▶ **BRIEF**:
Copy out everything from the line "FIND: fur texture coat" down to the end of the data, changing "shoreline" to "waterline" and leaving all else as it is.

* begin AVAILABLE DATA *

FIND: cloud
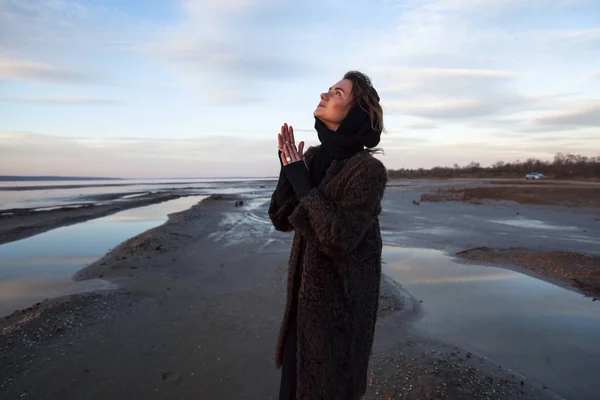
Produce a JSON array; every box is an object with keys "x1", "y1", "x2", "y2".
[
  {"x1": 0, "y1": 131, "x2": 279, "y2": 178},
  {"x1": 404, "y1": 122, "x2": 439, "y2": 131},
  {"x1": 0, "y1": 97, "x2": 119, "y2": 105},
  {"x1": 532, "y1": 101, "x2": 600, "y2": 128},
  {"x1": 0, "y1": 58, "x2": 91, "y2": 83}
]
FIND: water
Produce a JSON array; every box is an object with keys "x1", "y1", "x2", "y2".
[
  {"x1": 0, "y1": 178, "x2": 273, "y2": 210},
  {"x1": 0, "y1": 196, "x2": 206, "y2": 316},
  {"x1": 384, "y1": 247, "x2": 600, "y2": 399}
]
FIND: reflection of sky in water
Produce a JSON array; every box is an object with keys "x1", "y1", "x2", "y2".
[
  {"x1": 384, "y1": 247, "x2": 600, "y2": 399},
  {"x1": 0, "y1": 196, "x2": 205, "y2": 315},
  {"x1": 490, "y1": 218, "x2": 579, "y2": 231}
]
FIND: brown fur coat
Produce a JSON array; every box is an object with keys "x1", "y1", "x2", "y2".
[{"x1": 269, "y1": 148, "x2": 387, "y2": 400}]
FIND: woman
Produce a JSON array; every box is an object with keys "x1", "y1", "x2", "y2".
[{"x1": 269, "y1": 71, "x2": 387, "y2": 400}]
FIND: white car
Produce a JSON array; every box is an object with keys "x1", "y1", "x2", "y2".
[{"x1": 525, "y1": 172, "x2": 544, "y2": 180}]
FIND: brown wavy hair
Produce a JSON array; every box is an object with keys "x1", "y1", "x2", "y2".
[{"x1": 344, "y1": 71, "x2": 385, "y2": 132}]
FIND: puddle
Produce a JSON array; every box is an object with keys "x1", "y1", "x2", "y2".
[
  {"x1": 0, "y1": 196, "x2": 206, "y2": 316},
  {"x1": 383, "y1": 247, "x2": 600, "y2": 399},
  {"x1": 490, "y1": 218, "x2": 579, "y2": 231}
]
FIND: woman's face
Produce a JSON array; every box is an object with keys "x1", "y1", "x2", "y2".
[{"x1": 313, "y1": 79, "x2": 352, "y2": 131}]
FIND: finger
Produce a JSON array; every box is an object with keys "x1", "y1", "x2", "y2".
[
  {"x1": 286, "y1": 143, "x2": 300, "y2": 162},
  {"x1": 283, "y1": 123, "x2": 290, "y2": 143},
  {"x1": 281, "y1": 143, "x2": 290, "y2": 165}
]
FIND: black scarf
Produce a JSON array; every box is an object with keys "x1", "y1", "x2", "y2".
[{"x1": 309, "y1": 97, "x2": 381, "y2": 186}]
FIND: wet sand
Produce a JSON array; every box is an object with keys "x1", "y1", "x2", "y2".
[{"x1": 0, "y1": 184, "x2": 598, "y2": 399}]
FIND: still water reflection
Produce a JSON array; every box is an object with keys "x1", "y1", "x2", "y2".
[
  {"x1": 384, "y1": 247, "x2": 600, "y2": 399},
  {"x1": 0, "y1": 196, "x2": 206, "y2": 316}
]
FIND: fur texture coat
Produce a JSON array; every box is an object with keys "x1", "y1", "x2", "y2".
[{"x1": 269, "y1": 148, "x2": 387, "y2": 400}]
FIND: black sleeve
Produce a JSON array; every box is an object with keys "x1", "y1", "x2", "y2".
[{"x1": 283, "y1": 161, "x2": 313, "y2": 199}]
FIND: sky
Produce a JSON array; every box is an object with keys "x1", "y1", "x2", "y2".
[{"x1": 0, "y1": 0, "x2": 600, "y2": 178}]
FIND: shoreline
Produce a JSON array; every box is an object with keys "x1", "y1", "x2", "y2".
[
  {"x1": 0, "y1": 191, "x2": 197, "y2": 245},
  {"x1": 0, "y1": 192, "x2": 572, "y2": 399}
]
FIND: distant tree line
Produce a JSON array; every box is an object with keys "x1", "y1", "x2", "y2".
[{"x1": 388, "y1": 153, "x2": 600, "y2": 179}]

* end AVAILABLE DATA *

▶ **WRITTEN SOLUTION**:
FIND: fur texture coat
Produce a JSON array; every box is an object with keys "x1", "y1", "x2", "y2".
[{"x1": 269, "y1": 148, "x2": 387, "y2": 400}]
FIND: black sleeve
Produce a JSON array; every box is an object with keys "x1", "y1", "x2", "y2".
[{"x1": 283, "y1": 161, "x2": 313, "y2": 199}]
FIND: sky
Produce a JSON array; every box is an object with keys "x1", "y1", "x2", "y2".
[{"x1": 0, "y1": 0, "x2": 600, "y2": 178}]
FIND: waterline
Produce a JSON array; every box is an object with keys "x1", "y1", "x2", "y2".
[
  {"x1": 0, "y1": 191, "x2": 197, "y2": 245},
  {"x1": 0, "y1": 192, "x2": 572, "y2": 399}
]
FIND: distant tree line
Produce a JSON array; every box is an object with keys "x1", "y1", "x2", "y2".
[{"x1": 388, "y1": 153, "x2": 600, "y2": 179}]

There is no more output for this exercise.